[Stated goal]: Shift every coordinate in the answers of the listing below by -103, and reproduce all of its lines, including the labeling requests, with those adjusted values.

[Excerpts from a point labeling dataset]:
= = = = =
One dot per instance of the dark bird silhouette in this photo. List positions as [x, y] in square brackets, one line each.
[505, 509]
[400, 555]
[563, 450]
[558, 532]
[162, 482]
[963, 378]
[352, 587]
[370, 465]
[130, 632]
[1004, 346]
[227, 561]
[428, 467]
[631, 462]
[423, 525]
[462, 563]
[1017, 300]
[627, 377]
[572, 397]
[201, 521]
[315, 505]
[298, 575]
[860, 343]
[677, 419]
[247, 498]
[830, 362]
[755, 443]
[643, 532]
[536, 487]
= = = = =
[The solution]:
One dot per instance of the dark bird silhouette in this photo. List positions as [x, y] in square brackets, one line each.
[402, 406]
[297, 452]
[460, 347]
[455, 429]
[59, 379]
[860, 275]
[249, 484]
[267, 362]
[27, 529]
[901, 243]
[124, 458]
[325, 364]
[528, 359]
[320, 422]
[359, 460]
[914, 197]
[524, 274]
[469, 294]
[98, 418]
[212, 402]
[195, 472]
[757, 240]
[574, 316]
[144, 395]
[727, 259]
[652, 340]
[540, 429]
[433, 384]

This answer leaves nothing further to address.